§ Texte source:

Vous aviez alors considéré « qu'en mettant à la charge de tous les médecins conventionnés, généralistes et spécialistes, une contribution assise sur leurs revenus professionnels, et ce, quel qu'ait été leur comportement individuel en matière d'honoraires et de prescription pendant l'année au cours de laquelle le dépassement a été constaté, le législateur n'a pas fondé son appréciation sur des critères objectifs et rationnels en rapport avec l'objet de la loi ».

En l'espèce, le même raisonnement s'appliquera parfaitement. En effet, le prélèvement dont s'agit a vocation à peser sur les opérateurs quel qu'ait été leur comportement passé - c'est-à-dire pendant la période concernée par la rétroactivité - au regard de l'objectif d'intérêt général que constitue la politique de logement social. Comme il a été dit, certains opérateurs de logement social auront pu moins investir pendant la période pertinente pour des raisons parfaitement légitimes et sans rapport avec l'objectif de la loi. En appliquant indistinctement ce prélèvement à toute une catégorie d'opérateurs de façon rétroactive et sans préciser les critères objectifs et rationnels qui s'imposent dans de telles circonstances, le législateur a violé le principe d'égalité et le principe de sécurité juridique.

En conséquence, pour ces deux motifs, nous vous demandons de déclarer cette disposition non-conforme à la Constitution.

II. Les articles 20 et 20 bis, qui modifient des dispositions applicables respectivement aux organismes Hlm et aux Sem, prévoient la rupture de bail pour les ménages qui ne répondraient plus aux conditions « sociales » nécessaires à l'entrée dans leur logement. Du point de vue du locataire, qui bénéficie jusqu'à présent du droit au maintien dans les lieux, il s'agit d'une modification substantielle de son contrat d'habitation qui méconnait les articles 4 et 16 de la Déclaration des droits de l'homme et du citoyen de 1789 garantissant la liberté contractuelle et la sécurité juridique.

§ Consignes:
1. Traduisez en anglais cette phrase du texte source : « En conséquence, pour ces deux motifs, nous vous demandons de déclarer cette disposition non-conforme à la Constitution. »
2. Reproduisez à l'identique le passage du texte source qui va de « En l'espèce, le » jusqu'à « de sécurité juridique. ».
Les données ne sont pas nécessaires pour traiter ces consignes.

§ Données:

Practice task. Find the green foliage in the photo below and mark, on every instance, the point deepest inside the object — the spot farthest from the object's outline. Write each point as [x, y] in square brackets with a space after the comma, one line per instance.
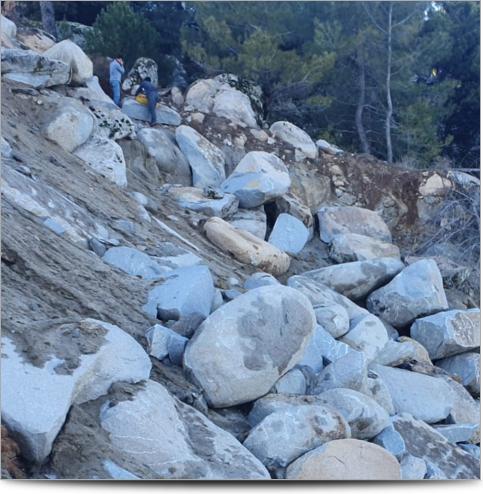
[119, 30]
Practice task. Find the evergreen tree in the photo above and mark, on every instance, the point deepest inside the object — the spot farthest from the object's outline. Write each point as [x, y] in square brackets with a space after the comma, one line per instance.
[119, 30]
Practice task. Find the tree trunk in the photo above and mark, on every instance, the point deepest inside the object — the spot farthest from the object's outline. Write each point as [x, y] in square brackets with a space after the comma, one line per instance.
[389, 109]
[47, 13]
[361, 131]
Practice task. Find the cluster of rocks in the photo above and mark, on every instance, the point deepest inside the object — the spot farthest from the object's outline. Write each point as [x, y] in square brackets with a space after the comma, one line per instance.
[356, 370]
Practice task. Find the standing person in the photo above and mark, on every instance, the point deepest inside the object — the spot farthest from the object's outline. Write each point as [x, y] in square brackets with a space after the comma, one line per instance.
[151, 92]
[116, 71]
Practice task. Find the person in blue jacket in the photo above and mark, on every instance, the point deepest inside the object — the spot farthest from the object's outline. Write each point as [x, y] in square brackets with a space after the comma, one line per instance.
[116, 71]
[149, 89]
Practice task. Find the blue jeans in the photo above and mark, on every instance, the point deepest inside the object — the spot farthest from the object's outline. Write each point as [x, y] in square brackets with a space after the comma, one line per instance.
[116, 92]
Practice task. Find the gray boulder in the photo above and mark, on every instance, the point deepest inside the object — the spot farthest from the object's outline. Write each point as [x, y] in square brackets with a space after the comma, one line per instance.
[366, 418]
[28, 67]
[174, 440]
[402, 351]
[368, 335]
[87, 357]
[466, 368]
[80, 64]
[348, 371]
[333, 318]
[253, 221]
[345, 459]
[284, 435]
[143, 67]
[356, 280]
[134, 262]
[70, 126]
[322, 296]
[457, 433]
[323, 349]
[422, 441]
[246, 345]
[415, 292]
[293, 383]
[104, 156]
[296, 137]
[161, 146]
[337, 220]
[424, 397]
[257, 280]
[200, 201]
[185, 292]
[235, 106]
[164, 342]
[448, 333]
[164, 114]
[347, 247]
[111, 122]
[207, 162]
[258, 178]
[289, 234]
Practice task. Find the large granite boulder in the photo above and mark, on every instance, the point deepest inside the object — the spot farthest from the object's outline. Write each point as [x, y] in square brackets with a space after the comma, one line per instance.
[284, 435]
[164, 114]
[161, 146]
[246, 247]
[443, 459]
[143, 67]
[194, 199]
[345, 459]
[184, 292]
[335, 220]
[70, 126]
[289, 234]
[111, 122]
[425, 397]
[207, 162]
[28, 67]
[174, 440]
[245, 346]
[415, 292]
[356, 280]
[235, 106]
[74, 363]
[253, 221]
[448, 333]
[104, 156]
[258, 178]
[322, 296]
[79, 63]
[369, 335]
[293, 135]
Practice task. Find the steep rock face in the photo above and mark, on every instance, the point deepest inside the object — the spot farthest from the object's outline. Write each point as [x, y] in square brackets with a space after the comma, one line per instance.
[28, 67]
[86, 359]
[241, 350]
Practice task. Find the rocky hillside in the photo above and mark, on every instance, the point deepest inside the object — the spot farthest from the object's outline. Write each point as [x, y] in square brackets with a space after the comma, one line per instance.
[216, 298]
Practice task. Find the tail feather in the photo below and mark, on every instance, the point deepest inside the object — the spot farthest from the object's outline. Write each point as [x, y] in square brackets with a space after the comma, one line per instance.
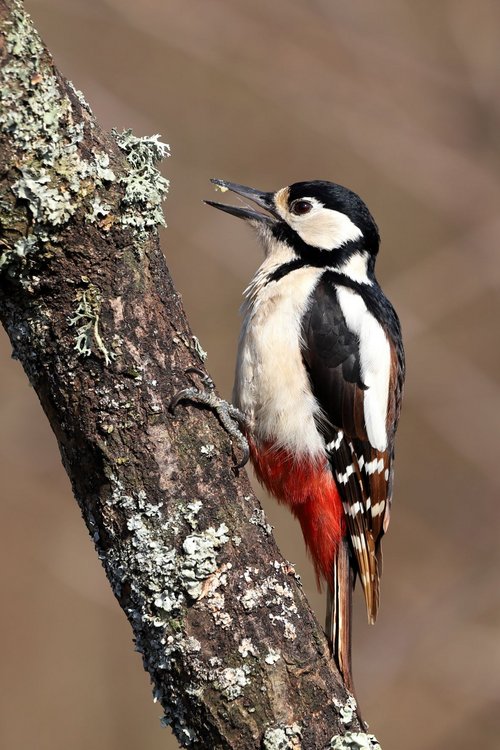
[338, 612]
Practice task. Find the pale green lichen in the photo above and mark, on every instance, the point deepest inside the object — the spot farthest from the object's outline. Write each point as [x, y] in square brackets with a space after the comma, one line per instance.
[57, 177]
[231, 681]
[272, 656]
[86, 320]
[355, 741]
[347, 710]
[145, 187]
[282, 737]
[174, 577]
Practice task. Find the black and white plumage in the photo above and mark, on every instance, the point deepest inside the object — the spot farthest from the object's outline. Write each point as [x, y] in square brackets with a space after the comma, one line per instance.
[319, 377]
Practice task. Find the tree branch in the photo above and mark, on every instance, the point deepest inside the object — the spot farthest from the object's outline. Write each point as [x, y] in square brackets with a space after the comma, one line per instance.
[236, 656]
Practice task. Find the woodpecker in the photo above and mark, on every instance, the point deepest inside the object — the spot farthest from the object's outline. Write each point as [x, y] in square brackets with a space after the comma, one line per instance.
[319, 380]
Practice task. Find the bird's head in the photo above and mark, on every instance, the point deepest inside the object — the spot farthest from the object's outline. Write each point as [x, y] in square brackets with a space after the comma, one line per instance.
[322, 222]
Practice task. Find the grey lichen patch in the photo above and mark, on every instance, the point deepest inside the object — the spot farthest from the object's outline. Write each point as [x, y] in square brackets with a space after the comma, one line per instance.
[247, 648]
[198, 349]
[145, 187]
[347, 710]
[55, 177]
[276, 595]
[258, 518]
[86, 320]
[200, 558]
[160, 583]
[231, 681]
[355, 741]
[208, 450]
[272, 656]
[282, 737]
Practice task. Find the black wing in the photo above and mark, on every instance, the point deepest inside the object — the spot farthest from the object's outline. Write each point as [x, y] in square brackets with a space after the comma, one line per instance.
[363, 474]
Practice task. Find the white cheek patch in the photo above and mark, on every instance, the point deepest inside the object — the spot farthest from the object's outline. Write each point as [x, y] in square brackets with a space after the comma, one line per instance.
[356, 267]
[324, 228]
[375, 361]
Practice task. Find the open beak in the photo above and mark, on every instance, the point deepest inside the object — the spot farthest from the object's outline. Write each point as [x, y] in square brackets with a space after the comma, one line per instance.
[264, 200]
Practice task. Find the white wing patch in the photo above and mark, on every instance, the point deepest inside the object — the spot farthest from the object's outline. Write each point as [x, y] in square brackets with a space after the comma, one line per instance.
[375, 361]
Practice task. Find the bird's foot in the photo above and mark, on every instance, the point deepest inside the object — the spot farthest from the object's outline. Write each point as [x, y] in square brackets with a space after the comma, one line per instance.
[230, 417]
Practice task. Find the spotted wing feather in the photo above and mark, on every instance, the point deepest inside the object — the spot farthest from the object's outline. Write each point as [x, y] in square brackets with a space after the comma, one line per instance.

§ Réponses finales:
1. Accordingly, on these two grounds, we ask you to declare this provision not in conformity with the Constitution.

2.
En l'espèce, le même raisonnement s'appliquera parfaitement. En effet, le prélèvement dont s'agit a vocation à peser sur les opérateurs quel qu'ait été leur comportement passé - c'est-à-dire pendant la période concernée par la rétroactivité - au regard de l'objectif d'intérêt général que constitue la politique de logement social. Comme il a été dit, certains opérateurs de logement social auront pu moins investir pendant la période pertinente pour des raisons parfaitement légitimes et sans rapport avec l'objectif de la loi. En appliquant indistinctement ce prélèvement à toute une catégorie d'opérateurs de façon rétroactive et sans préciser les critères objectifs et rationnels qui s'imposent dans de telles circonstances, le législateur a violé le principe d'égalité et le principe de sécurité juridique.